Tasks —
1: What does the K9AY antenna write-up say, in two sentences?
2: Can you carry the K9AY antenna write-up forward from its last sentence?

K9AY
Foreward
The previous portion of this story describes my attempt at building a home-brew K9AY system around a conventional Gary Breed configuration with the exception that my transformer was built to a design allegedly superior to the original. It had no pre-amp, I never did figure out which way it was pointing when I rotated my azimuth control switch, and it had a fixed terminating resistor. It was adequate, though to satisfy the purpose behind the project which was to experiment with this kind of antenna and evaluate its usefulness as an addition to my antenna farm at my contest station.
My developmental system suffered from a couple of shortcomings, one of which is that it had that fixed terminating resistor. Trying to determine the optimum value for a single-termination system ain’t easy. I had settled on a resistor value in the 800 ohm range which (I now believe) was likely too high, because I couldn’t refine the number to any better degree. And right from the start I worried constantly about the suitability of that value and I knew I was not going to be happy until I could assess other values in real time.
The second shortcoming was much worse: shortly after I commissioned my prototype, it suddenly seemed to have lost its direction-switching capability, a problem isolated to a sticky open-contact relay at the antenna. This was in the winter, of course, when no amount of motivation would take me outdoors for any repair more sophisticated than a sharp rap to the relay box with a stick of well-frozen firewood. Notwithstanding these shortcomings and lack of confidence in the system on my part (because of the intermittency), what I could and did safely conclude about my prototype K9AY was that for my small contesting station using deliberately simple antennas and living with the usual domestic (electrical!) noise issues, it was a necessary tool if I were to squeeze every contesting erg of performance out of my amateur radio system. Indeed the first day I used my simplistic model I was able to operate on 20M in the 2009 CA QP California State contest when the band was otherwise entirely lost to me on every single one of my other four choices of decent antennas, the signals all the victims of noise.
This year, I completed to my satisfaction an analysis to substantiate a commercial purchase of something with more capability. The experiment had taught me what device to look for, how to knowledgably assess its performance, and what to expect, and I knew the news with the AS-AYL-4 was all good. Furthermore I could justify the expenditure on the grounds that I put enough sweat into the developmental project to merit the reward of having someone else do a nice job, beyond my capability, for the final product. Hence, I elected to retain the antenna per se but replace the electronics in the form of the remote antenna relay box and the in-station K9AY controller by Array Solutions K9AY Equipment Model AS-AYL-4.
Here some observations regarding this upgrade, in no particular order:
- Control cable: My K9AY used a single 5-wire cable. The AYL-4 requires six wires. To get where I needed to be, I re-used one wire from a outside control cable from an earlier project, carefully saved for a job like this because it already ran through the wall of the house!

Data lines —
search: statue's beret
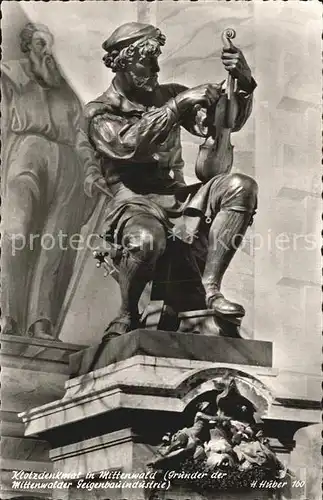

Expected answers —
1: The home-built K9AY antenna had two shortcomings: its fixed terminating resistor could not be adjusted to an optimum value, and a sticky relay cost it its direction switching. Because the antenna had proved necessary for a small contest station troubled by electrical noise, the antenna was kept, and its electronics were replaced with the Array Solutions AS-AYL-4, which needs six control wires instead of the single 5-wire cable, so one wire from an earlier outside control cable was reused.

2:
- The Electric Fence: The neighbours have horses. This year they installed an electric fence around the paddock. While this has not been a problem to me because the K3 DSP Noise Blanker is very good, that fence proved to be a good source of noise to test the Array Solutions K9AY. Two interesting things resulted from a test on 20M:
- The electric fence noise was greatest on the K9AY, loud on the 80M dipole which is parallel to the fence, and surprisingly loud on my vertical. On the other hand, it was completely indiscernible on my full-size 160M vertical delta loop which is by far the closest to the electric fence and which is looking right at it off the feed end of the antenna. The delta loop antenna pattern from EZNEC shows that the gain of the antenna off the feed end (i.e., towards the electric fence) is almost the same as from the other direction (not much of a null on 20M with that antenna, which is fed at a corner) and therefore I have concluded that there is merit to the argument that wire delta loops can be quieter than dipoles.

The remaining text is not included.